Data entries
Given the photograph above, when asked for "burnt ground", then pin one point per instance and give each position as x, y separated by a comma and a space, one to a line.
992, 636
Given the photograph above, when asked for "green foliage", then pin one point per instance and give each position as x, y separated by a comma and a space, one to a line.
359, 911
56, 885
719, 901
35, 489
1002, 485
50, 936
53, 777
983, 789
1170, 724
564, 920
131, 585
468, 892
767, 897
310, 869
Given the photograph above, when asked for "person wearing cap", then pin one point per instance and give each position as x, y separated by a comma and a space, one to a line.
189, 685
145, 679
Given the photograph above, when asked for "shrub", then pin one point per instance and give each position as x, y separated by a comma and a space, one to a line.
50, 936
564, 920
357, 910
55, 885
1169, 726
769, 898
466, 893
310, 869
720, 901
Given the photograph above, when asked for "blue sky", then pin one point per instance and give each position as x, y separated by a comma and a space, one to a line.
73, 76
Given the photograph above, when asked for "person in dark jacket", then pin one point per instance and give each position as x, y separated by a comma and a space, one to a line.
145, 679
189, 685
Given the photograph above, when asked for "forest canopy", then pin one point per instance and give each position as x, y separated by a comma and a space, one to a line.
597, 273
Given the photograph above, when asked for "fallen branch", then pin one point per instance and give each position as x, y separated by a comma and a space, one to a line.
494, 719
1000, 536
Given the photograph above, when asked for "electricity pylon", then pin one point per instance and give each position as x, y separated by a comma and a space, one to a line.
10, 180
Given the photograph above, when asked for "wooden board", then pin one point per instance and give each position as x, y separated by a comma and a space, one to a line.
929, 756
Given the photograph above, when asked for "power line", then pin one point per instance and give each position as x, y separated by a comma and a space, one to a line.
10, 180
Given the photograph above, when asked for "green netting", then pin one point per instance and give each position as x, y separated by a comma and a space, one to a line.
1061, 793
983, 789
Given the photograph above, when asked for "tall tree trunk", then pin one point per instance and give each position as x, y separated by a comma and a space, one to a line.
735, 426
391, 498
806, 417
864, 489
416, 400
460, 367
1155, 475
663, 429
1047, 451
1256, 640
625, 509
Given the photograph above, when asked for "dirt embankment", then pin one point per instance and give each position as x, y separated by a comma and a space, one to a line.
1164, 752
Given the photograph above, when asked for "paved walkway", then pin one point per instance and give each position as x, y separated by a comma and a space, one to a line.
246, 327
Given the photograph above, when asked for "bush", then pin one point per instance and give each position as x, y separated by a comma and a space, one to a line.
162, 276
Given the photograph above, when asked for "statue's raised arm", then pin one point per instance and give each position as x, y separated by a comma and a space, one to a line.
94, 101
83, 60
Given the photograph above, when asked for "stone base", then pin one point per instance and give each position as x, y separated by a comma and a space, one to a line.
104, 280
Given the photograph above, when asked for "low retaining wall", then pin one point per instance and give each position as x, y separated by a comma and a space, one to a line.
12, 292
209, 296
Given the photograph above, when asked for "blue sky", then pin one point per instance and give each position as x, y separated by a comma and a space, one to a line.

WHAT THE TASK REQUIRES: Copy every line of the records word for word.

REPLY:
Given the photograph above, when asked for "burnt ground", then pin one point per instance and give each position as x, y separated by a comma and a space, one to a line.
992, 636
Given the photograph above, when asked for "green foliage", then pin one point per instance and give each position as x, y separated by a comma and a space, one to a line.
359, 911
56, 885
719, 901
35, 489
1002, 485
50, 936
53, 777
983, 789
1170, 724
564, 920
131, 585
468, 892
767, 897
310, 869
Given the photograph above, when asked for "person wearing cap", then pin one point per instance and give each position as x, y separated by a comma and a space, one to a line.
189, 685
145, 679
Given the photograph above, when asked for "shrub", then pin one point per instance and give each position as x, y separated by a comma and a space, one to a line.
50, 936
564, 920
357, 910
55, 885
1169, 726
769, 898
466, 893
310, 869
720, 901
Given the photograph above, when asked for "blue sky", then pin one point per instance and give each position as x, y separated by a comma and a space, one to a line.
73, 76
Given the photograph above, when asked for "person in dark jacket", then pin one point per instance and give each position as x, y separated by a comma and a space, one to a line.
145, 679
189, 685
Given the photograph above, when asked for "forest canopy", then pin one point per instance and give each position as x, y separated by a comma and a space, one to a line.
597, 273
Given the photograph above, when asked for "fallen branch", then pin one point per instance and give each position as x, y separated by a comma and a space, one to a line.
494, 719
1000, 536
Given the photograph above, when asked for "electricity pylon", then pin one point per instance and give each position as x, y separated by a comma and a space, one to a line.
10, 180
Given the photograph above, when asked for "wooden board", then pin one point per instance and give each position as x, y separated by a comma and a space, one to a line.
929, 756
Given the photograph above, when asked for "power line", then pin one point per instance and give each position as x, y separated by a comma and a space, one to a line.
10, 180
Given the photograph above, when asked for "green netting", then pin one point per instance and give each position as x, y separated by a comma and a space, one to a line.
1061, 793
983, 789
Given the photograph above, when asked for "tall tree trunk", then pin one point per instance and give each position as x, y separated by a comma and a space, one to a line.
735, 426
391, 498
806, 417
864, 489
416, 400
460, 367
1155, 475
663, 429
1047, 451
1256, 640
625, 509
Given the photograph above, when asked for "dirt embankment", then pin one point per instance and give each position as x, y separated by a comma and a space, one to a line.
1164, 752
Given the photograph above, when asked for "paved walkway", then pin one point per instance and give each position as x, y separated by a comma and a space, one to a line.
246, 327
Given the photograph above, when asked for "bush", then pin one point per instance and give each position as x, y separated by a comma and a space, one to a line.
162, 276
Given the photograph above, when asked for "statue's raised arm", then pin one point per instance and give each position as x, y separated by a comma and a space, one to a line.
94, 101
83, 60
Given the photograph above, when asked for "stone base", then pin one point per instance and give each position as x, y separated by a comma and a space, one to a line.
104, 280
Given the photograph above, when asked for "low retaining wall", then pin one point per instance and give each position as x, y separated by a comma and a space, one to a line.
12, 292
209, 296
Given the photograph above, when asked for "blue sky", then pin one point per instance and give each position as x, y separated by a comma and a space, one to a line.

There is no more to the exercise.